═════ Source extract ═════

Total cash interest expense for the quarter was $6.9 million, again reflecting our 4.7% all-in cost of debt. As a reminder, in the first fiscal quarter of 2026, that’s the April to June 2025 quarter, our total interest cost will increase a bit to about 5% following the roll off of those hedges I mentioned. For the current fiscal year, we have completed three drydockings and will be drydocking four more of our vessels before the end of March, including some upgrades. Year-to-date, we have incurred roughly $12.5 million in cash outlays for those drydocks, and we anticipate about an additional $7 million through year-end, which includes both payments for the drydocks already completed and advanced payments related to coming drydocks. Days in drydock should be consistent with our previous disclosures.
The irregular dividend declared last week of $0.70 a share brings to $15.20 per share irregular dividends that we have paid since September 2021. The modest reduction of the dividend is consistent with our previous discussions around the topic. It reflects a balanced mix between current results and the long-term need and prospects of the business. The VLGC business is by no means of utility, and we don’t think our dividend policy should be either. Including the dividend to be paid next month, we’ve returned approximately $850 million in cash. $230 million through open market repurchases in our self-tender offer and $620 million in dividends. Those dividends compare favorably to our net income since June 30, 2021, which is the quarter immediately prior to our first irregular dividend of $633 million.
As we’ve said, our Board weighs current earnings, our near-term cash forecast, future investment needs and the overall market environment among a number of factors in making its determination of the appropriate level, if any, for our dividends. Thus, the $0.70 per share dividend reflects a constructive market view when considering last quarter’s earnings in cash flow and our heavy drydock schedule this year. We continue to be on the lookout for fleet renewal opportunities. We’ll be judicious with our free cash flow, working to balance shareholder distributions, debt reduction in fleet investment. With that, I’ll pass it over to Taro Rasmussen.
Taro Rasmussen: Good day, everyone, and thank you for dialing in. The quarter ending December 31, 2024 saw freight market in recovery from the challenges witnessed the quarter prior, but without a winter spike as had been seen the previous four years. Export volumes from major export regions remained high, but a warm winter and tepid demand for petrochemicals in the Far East halted any booms from emerging. The high inventory levels and record high production levels in the United States created favorable market conditions for exports during October, but physical liftings from U.S. Gulf terminals were hampered on export capacity was priced into the west to east arbitrage, which limited speculative buying for any potential cold snaps in the Far East.

═════ Data excerpt ═════

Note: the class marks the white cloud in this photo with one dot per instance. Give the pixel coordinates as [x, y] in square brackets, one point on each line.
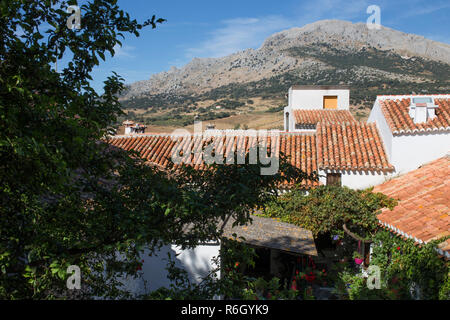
[123, 51]
[249, 32]
[238, 34]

═════

» **To do**:
- 1) Transcribe from the earnings call excerpt, starting at "Taro Rasmussen: Good" and ending at "the Far East.".
- 2) Using the earnings call excerpt, answer these:
(a) What was the total cash interest expense for the quarter?
(b) What per-share amount was the irregular dividend declared last week?
(c) How much cash was returned through open market repurchases and the self-tender offer?
- 3) Extend the earnings call transcript beyond its final sentence.

» **Task results**:
- 1)
Taro Rasmussen: Good day, everyone, and thank you for dialing in. The quarter ending December 31, 2024 saw freight market in recovery from the challenges witnessed the quarter prior, but without a winter spike as had been seen the previous four years. Export volumes from major export regions remained high, but a warm winter and tepid demand for petrochemicals in the Far East halted any booms from emerging. The high inventory levels and record high production levels in the United States created favorable market conditions for exports during October, but physical liftings from U.S. Gulf terminals were hampered on export capacity was priced into the west to east arbitrage, which limited speculative buying for any potential cold snaps in the Far East.

- 2)
(a) $6.9 million
(b) $0.70 a share
(c) $230 million

- 3)
Although, spikes in VLGC fixing demand were elusive, the fundamentals of high inventory levels and high production ensured stable export volumes through October and the Western Market traded at a continued premium to the east for the duration of the quarter. The relative attractiveness of the Western Marketto the East drew significant VLGC supply to U.S. loading areas and supported a then record export month for VLGCs from the United States in November. In terms of reported exports on VLGCs, the previous record was about 4.67 million tons exported in August of 2024 and November was about 4.76 million tons. With negligible delays at the Panama Canal in November, vessel supply was effectively programmed and rates were held sideways. The average freight rates in December for the Western Market were slightly higher than November, owing mostly to the many vessels laden en route to the Far East from the month prior, reflecting the situation of continued positive fundamentals of high inventory and production levels, but fewer vessels available to export was, as during the previous quarter, characterized by inquiries by Indian public sector undertakings.
The limited number of pure fixtures to the Far East made assessment of the freight market difficult for brokers with rates mostly subject to the pull of vessels to the west and reduced availability for loading in the Arabian Gulf. Although, there were periods with sudden fixing inquiry reported in the market, it was often to cover for late running vessels rather than catering to new export tons. The recovery in the freight is welcomed by all market players, even if a firmer freight market through the fourth calendar quarter 2024 was likely anticipated by most. Nonetheless, our expectations remain positive for VLGC shipping, despite some analysts seeing a challenged petrochemical market in the Far East due to oversupply. Propane continues to remain the competitive feedstock for steam cracking.
PDH plants continue to come on stream in China, increasing overall propane demand. Also, the Panama Canal’s utilization has reached maximum efficiency during 2024, creating upside potential if congestion increases. Moreover, the limited delivery schedule of new builds in 2025, expected high export supply from North America and roughly 13% capacity expansion at U.S. Gulf terminals during the second half of 2025 are positive factors moving forward. Thank you. I will now pass over to Mr. John Lycouris.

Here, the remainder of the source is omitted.